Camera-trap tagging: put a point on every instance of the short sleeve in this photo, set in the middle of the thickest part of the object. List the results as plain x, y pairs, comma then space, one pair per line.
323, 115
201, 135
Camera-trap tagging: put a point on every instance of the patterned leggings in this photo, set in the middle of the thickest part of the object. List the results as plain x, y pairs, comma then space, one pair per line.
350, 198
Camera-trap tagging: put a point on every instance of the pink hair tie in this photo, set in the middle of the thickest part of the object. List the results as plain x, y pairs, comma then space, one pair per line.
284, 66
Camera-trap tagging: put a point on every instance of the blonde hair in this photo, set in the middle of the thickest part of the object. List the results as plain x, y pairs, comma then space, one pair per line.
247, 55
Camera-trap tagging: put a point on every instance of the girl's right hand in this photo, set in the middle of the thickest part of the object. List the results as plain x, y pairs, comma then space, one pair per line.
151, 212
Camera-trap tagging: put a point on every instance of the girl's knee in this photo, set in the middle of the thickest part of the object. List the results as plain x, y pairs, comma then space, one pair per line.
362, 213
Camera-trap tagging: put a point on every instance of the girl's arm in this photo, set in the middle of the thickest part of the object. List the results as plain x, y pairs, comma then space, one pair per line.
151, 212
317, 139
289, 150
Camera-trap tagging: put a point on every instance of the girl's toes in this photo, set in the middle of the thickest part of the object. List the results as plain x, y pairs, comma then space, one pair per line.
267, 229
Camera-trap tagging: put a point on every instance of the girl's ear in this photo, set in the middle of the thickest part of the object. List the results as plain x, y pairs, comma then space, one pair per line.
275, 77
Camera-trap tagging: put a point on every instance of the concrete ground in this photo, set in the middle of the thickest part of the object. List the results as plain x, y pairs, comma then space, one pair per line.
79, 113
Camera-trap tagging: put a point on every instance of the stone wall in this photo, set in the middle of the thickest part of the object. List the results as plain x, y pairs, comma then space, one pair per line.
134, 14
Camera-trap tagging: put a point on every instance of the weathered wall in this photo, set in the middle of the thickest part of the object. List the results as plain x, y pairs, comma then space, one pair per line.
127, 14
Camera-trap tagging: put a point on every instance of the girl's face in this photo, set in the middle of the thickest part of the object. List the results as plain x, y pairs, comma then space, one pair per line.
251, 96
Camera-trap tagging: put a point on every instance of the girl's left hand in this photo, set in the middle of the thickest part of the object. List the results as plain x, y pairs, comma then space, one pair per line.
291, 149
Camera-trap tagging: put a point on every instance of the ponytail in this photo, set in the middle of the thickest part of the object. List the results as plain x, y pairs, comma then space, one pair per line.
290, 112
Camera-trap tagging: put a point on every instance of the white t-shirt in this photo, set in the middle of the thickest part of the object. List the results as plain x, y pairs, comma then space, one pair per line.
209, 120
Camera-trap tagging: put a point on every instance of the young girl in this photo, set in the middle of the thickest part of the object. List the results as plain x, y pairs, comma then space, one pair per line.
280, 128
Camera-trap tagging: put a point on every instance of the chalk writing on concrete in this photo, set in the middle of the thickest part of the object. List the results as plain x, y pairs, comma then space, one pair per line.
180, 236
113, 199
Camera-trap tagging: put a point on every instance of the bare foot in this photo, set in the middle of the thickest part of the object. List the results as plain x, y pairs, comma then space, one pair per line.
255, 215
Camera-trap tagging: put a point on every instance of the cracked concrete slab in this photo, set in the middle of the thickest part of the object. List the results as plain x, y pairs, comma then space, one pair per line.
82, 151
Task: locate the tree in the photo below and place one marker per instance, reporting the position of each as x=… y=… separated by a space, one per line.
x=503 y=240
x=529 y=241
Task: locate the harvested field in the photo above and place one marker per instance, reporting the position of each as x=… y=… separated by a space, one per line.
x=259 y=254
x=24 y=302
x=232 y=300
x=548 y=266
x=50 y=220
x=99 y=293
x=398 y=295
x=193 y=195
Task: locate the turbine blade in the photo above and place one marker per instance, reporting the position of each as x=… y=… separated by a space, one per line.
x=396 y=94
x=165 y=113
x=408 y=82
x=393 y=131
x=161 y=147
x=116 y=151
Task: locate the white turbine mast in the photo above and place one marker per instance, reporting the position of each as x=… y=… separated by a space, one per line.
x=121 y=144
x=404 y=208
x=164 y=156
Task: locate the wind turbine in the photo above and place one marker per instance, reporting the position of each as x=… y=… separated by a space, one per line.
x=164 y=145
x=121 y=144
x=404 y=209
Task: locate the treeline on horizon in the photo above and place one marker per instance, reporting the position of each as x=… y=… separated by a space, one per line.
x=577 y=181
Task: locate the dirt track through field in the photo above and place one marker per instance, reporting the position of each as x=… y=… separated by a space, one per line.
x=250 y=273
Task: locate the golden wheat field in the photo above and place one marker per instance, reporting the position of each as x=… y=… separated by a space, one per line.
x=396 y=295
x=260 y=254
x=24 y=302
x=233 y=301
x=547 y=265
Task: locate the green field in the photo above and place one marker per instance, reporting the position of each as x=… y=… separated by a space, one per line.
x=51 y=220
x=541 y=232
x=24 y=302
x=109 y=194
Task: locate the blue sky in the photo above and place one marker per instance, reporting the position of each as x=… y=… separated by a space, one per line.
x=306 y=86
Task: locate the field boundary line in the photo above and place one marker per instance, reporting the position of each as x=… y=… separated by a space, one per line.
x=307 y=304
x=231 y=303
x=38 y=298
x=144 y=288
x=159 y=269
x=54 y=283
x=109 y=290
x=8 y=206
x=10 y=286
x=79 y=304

------------------------------------------------------------

• _Exercise aim_
All of the material above should be printed again exactly as it is.

• _Response for this exercise_
Camera-trap tagging: put a point on every instance of the short sleeve in this photo, set in the middle of the thickest part of the object. List the results as plain x, y pairs, comma then space, one pair per line.
323, 115
201, 135
Camera-trap tagging: put a point on every instance of the patterned leggings in this photo, set in the middle of the thickest part of the object. List the results as plain x, y pairs, comma then space, one pair per line.
350, 198
Camera-trap tagging: put a point on every instance of the pink hair tie in this photo, set in the middle of the thickest part of the object. List the results as plain x, y pairs, comma then space, one pair per line.
284, 66
Camera-trap tagging: put a point on every instance of the blonde hair in this photo, set in the middle of the thickest part of the object. List the results as plain x, y pairs, comma then space, one pair per line.
247, 55
Camera-trap tagging: put a point on every instance of the girl's right hand in this photo, set in the middle of the thickest part of the object. List the results as plain x, y pairs, comma then space, one pair per line.
151, 212
Camera-trap tagging: put a point on every instance of the girl's knee in this photo, set in the middle of the thickest part of the object. List the results as plain x, y pairs, comma then space, one pair per line.
362, 213
Camera-trap tagging: put a point on every instance of the girl's arm in this photo, set in the middle of the thickest part of the object. List the results as plain x, y pairs, comma then space, one pair per line.
151, 212
317, 139
289, 150
Camera-trap tagging: put a point on every instance of the girl's toes in this photo, set in the middle of the thickest part of the object. List the results as plain x, y pairs, comma then space, one pair per line.
267, 229
Camera-trap tagging: put a point on every instance of the girl's ear in this photo, set in the middle of the thickest part of the object. List the results as plain x, y pairs, comma then space, one pair per line.
275, 77
Camera-trap tagging: put a point on every instance of the concrete ground in this photo, set in the middle of the thickest part of the object. List the results as plain x, y pairs, comma then space, one pair per line.
79, 113
Camera-trap tagging: put a point on every instance of the stone wall in this photo, set in the middle of the thickest part of the object. List the results as plain x, y pairs, comma then space, one pair per line.
134, 14
Camera-trap tagging: put a point on every instance of the weathered wall in this photo, set in the middle of the thickest part of the object. List the results as plain x, y pairs, comma then space, one pair per line.
127, 14
Camera-trap tagging: put a point on every instance of the girl's face in this photo, set in the middle of the thickest part of the object. List the results as plain x, y pairs, comma then space, one pair per line.
251, 96
Camera-trap tagging: put a point on every instance of the girl's left hand in this photo, set in the middle of the thickest part of the object. List the results as plain x, y pairs, comma then space, one pair per line.
291, 149
Camera-trap tagging: put a point on every instance of the ponytail in this photo, set in the middle of the thickest part of the object. List the results as plain x, y pairs, comma then space, one pair per line.
290, 112
Camera-trap tagging: put a point on every instance of the white t-shirt in this photo, set in the middle of the thickest part of the object. List the results as plain x, y pairs, comma then space, one pair per line.
209, 120
Camera-trap tagging: put a point on every instance of the young girl in this photo, set in the middle of the thickest part of the object. List the results as plain x, y pairs, comma then space, one pair per line.
280, 128
Camera-trap tagging: put a point on every instance of the chalk writing on concrete in this photo, set in the middle of the thickest part of the object. List the results as plain x, y pairs, comma then space, one pair per line.
180, 236
113, 199
Camera-trap tagging: put a point on every instance of the bare foot in this photo, set in the middle of the thickest part of the object. List the results as plain x, y pairs, comma then space, one pair per line.
255, 215
Camera-trap tagging: put a point on every instance of the cracked concrete slab in this photo, set in the middle of the thickest part of the object. List the results as plain x, y pairs, comma then space, one pair per line.
82, 151
Task: locate the tree in the photo below and place one marker per instance, reporting the position of each as x=… y=… separated by a space, one per line.
x=503 y=240
x=529 y=241
Task: locate the harvested field in the photo above and place one marker per instance, reporting the position of each as x=… y=… separated by a space, one per line.
x=259 y=254
x=24 y=302
x=232 y=300
x=548 y=266
x=50 y=220
x=99 y=293
x=398 y=295
x=193 y=195
Task: locate the turbine blade in the photo above and place one marker per instance, reporting the position of each as x=… y=… separated by a space, one per line.
x=396 y=94
x=165 y=113
x=408 y=82
x=393 y=131
x=161 y=147
x=116 y=151
Task: locate the white turbine mast in the photo above and place one marker per instance, reporting the position of each as x=… y=… separated by a space, one per line.
x=121 y=144
x=404 y=208
x=164 y=156
Task: locate the wind turbine in the photo above and place one marker per instance, reporting the position of each as x=… y=… separated by a space, one per line.
x=164 y=145
x=121 y=144
x=404 y=209
Task: locate the treeline on horizon in the photo above and place one marker per instance, reporting the position of each as x=… y=… separated by a space, one per line.
x=577 y=181
Task: locate the dirt track through field in the photo above and place one marker per instance, reporting the position of each as x=… y=… separated by a space, one per line.
x=250 y=273
Task: locate the golden wheat field in the photo above and place one marker per instance, reporting the position of each as x=… y=… separated by a space, one per line.
x=396 y=295
x=260 y=254
x=24 y=302
x=233 y=301
x=547 y=265
Task: locate the green field in the photo above and place one marker per instance, reporting the position of each as x=… y=… separated by a space, one per line.
x=51 y=220
x=541 y=232
x=24 y=302
x=109 y=194
Task: locate the blue sky in the photo above and place one marker per instance, reporting the position of each as x=… y=… separated by a space, one per line.
x=306 y=86
Task: locate the field boundary line in the photo above and place one marker per instance, reporting the position of each as x=… y=… separated by a space, one per line.
x=307 y=304
x=231 y=303
x=38 y=298
x=144 y=288
x=159 y=269
x=54 y=283
x=109 y=290
x=8 y=206
x=10 y=286
x=79 y=304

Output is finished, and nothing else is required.